WORK INSTRUCTIONS —
A. Reproduce the passage of the review of This Brilliant Darkness starting at "Sharlet opens by" and ending at "more extensive narrative.".
B. Pick up the review of This Brilliant Darkness after its final sentence and continue writing it.

PROVIDED TEXT —
__________________________________________________

Sunday, January 10, 2021

Book Review: "This Brilliant Darkness" by Jeff Sharlet

This Brilliant Darkness: A Book of Strangers (2020)
Jeff Sharlet (1972)
320 pages

In her solo work and as part of the group Dead Can Dance, the wonderful musician Lisa Gerrard’s bewitching and incantatory voice animates her many amazing songs. Among them, her performance of the melancholy piece Sanvean: I Am Your Shadow has always created in me one of two wildly disparate moods: I experience it either as an exaltation of the first dawn of the first human on Earth (for whatever reason visualized as the closing scene of George Lucas’ film THX-1138), or as a requiem to the world, performed as the first explosions of a global, thermonuclear holocaust mushroom into the sky. Somehow Gerrard’s powerful voice and the rich melody manage to engender, in one song, a profound sense of either hope or devastation.

In reading author and journalist Jeff Sharlet’s This Brilliant Darkness: A Book of Strangers, consisting of a set of intensely personal portraits of people he has met in his recent travels, I’ve discovered this same quality to evoke powerful and quite opposite feelings.

Sharlet opens by explaining that the book grew out of accidental meetings with random people as he drove regularly through the night between his hometown and that of his ill father, worked late at night public places, or traveled on organized reporting trips. He used the camera on his phone to take pictures of strangers he met, to which he then added accounts of his discussions with them. Thus, he writes, out of

two years of reporting, … this is a book of other people’s lives, lives that became, for a moment – the duration of a snapshot – my life, too.” (5)

In some cases, his accounts constitute extended captions to the accompanying picture, a couple-few paragraphs; in a few others, however, he provides a deeper, more extensive narrative.

In these encounters, he asks those he meets about their lives in a clear-eyed and direct manner, but, critically, without any hint of condescension or rejection. For all the natural and inquisitive questions Sharlet asks, he has the compassion and awareness to not ask that last question, the one that shifts from engaging fairly with someone, to humiliating them – transforming them from a human being into an oddity in a zoo.

The result is a series of portraits of people who live at or, more often, beyond the margins of society: people working the night shift, hiding from ‘normal’ society or wandering the alleys, visible but somehow at the same time easily overlooked and ignored. Instead of passing on by, however, eyes averted or giving a perfunctory nod, Sharlet has stopped to not only acknowledge but engage these strangers.

__________________________________________________

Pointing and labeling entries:

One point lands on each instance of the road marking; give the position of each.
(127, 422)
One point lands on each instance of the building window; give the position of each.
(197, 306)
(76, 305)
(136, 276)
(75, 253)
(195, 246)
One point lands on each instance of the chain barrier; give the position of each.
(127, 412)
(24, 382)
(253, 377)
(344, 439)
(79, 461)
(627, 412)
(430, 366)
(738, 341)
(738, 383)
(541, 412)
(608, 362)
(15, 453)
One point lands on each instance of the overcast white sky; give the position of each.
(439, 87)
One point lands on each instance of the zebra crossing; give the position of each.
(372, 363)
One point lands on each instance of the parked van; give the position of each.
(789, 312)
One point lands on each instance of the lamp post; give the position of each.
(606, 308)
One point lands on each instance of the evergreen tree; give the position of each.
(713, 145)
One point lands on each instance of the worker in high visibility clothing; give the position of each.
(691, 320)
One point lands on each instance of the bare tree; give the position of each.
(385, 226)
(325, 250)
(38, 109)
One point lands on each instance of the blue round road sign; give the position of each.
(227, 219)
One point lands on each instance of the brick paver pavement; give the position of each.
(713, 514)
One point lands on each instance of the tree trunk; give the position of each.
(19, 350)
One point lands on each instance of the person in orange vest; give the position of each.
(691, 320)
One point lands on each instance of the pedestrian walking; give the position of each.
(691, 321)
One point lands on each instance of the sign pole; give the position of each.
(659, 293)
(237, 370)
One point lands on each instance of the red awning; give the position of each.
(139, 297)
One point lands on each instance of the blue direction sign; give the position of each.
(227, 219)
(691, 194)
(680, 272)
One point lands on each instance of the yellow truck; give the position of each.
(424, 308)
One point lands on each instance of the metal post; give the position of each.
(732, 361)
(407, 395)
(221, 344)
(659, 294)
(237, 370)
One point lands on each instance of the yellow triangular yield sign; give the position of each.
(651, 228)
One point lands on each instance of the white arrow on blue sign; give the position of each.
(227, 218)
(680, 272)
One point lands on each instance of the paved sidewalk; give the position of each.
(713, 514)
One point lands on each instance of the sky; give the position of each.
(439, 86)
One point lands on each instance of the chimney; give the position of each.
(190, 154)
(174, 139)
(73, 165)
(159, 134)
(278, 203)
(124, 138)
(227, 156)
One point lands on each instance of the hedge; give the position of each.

__________________________________________________

OUTPUTS —
A.
Sharlet opens by explaining that the book grew out of accidental meetings with random people as he drove regularly through the night between his hometown and that of his ill father, worked late at night public places, or traveled on organized reporting trips. He used the camera on his phone to take pictures of strangers he met, to which he then added accounts of his discussions with them. Thus, he writes, out of

two years of reporting, … this is a book of other people’s lives, lives that became, for a moment – the duration of a snapshot – my life, too.” (5)

In some cases, his accounts constitute extended captions to the accompanying picture, a couple-few paragraphs; in a few others, however, he provides a deeper, more extensive narrative.

B.
And here, then, the challenge of this book, the disparate emotions experienced while reading it. For, on the one hand, these portraits too often reveal the seemingly boundless depth of our society’s inhumanity: our willingness to allow entire segments of the population to be left behind, whether as homeless or scraping by at a low paying job to stay just ahead of the threat of homelessness – or worse to violently suppress them as a dangerous other. On the other hand, we witness the intense humanity of these lives, the hopes and desires Sharlet discovers even in people with lives filled with struggle and heartache. As I read Sharlet’s descriptions of the people he met, my feelings oscillated between these poles of despairing the inhumanity of their situations and celebrating their powerful humanity.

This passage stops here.